=== Given entries ===
— START —
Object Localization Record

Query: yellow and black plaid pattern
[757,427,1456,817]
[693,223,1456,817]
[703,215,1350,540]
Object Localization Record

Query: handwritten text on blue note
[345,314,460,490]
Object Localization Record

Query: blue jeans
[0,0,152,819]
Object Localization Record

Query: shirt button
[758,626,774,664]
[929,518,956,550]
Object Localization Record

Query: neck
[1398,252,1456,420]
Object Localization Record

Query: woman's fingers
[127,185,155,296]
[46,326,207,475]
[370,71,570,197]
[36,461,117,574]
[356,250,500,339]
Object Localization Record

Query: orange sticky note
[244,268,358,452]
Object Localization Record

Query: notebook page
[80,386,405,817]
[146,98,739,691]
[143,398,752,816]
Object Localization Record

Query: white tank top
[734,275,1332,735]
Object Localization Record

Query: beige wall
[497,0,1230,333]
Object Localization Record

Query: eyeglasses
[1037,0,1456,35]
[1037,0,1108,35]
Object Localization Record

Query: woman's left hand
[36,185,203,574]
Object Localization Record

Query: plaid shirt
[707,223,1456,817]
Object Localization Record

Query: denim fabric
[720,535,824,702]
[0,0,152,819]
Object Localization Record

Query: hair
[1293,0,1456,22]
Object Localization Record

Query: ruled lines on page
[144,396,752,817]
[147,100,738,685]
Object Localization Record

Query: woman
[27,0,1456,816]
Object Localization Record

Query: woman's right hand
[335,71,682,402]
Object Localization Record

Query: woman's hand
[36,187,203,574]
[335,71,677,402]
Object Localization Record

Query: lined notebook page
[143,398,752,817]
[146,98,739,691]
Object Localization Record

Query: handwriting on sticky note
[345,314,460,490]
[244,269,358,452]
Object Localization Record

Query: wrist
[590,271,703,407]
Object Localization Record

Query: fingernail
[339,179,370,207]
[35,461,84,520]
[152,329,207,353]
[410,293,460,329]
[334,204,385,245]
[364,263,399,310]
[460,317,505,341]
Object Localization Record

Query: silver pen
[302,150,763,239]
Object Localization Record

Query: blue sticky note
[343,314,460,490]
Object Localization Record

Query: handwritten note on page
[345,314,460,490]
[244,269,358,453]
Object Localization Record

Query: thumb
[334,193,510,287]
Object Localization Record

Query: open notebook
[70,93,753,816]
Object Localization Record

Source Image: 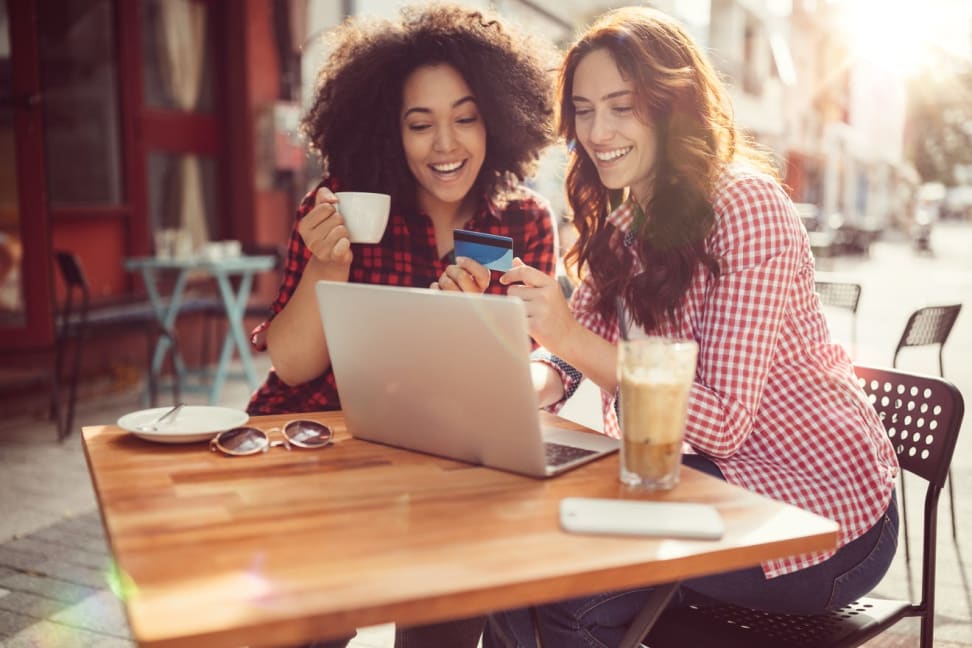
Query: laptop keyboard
[543,442,596,466]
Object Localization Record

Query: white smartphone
[560,497,725,540]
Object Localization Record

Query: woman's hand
[297,187,353,280]
[429,257,490,294]
[499,257,579,353]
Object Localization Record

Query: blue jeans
[483,455,898,648]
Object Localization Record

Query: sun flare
[842,0,943,77]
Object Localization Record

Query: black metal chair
[815,281,861,352]
[891,304,962,565]
[51,250,180,440]
[644,366,964,648]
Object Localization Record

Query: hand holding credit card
[452,229,513,272]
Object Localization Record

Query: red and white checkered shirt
[540,164,898,578]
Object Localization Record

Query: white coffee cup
[335,191,391,243]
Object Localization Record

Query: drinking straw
[614,295,628,342]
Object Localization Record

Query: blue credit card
[452,229,513,272]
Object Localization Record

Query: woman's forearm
[267,258,347,385]
[548,322,618,393]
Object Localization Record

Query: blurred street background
[0,0,972,648]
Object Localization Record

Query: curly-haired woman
[484,8,898,647]
[247,4,556,646]
[248,0,556,414]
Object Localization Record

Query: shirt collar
[476,194,503,221]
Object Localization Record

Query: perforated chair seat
[645,598,908,648]
[637,366,965,648]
— END —
=== Your objective ===
How many lines in the listing above contain the string "page" with matching case? Reply with the number alone.

=== The result ===
4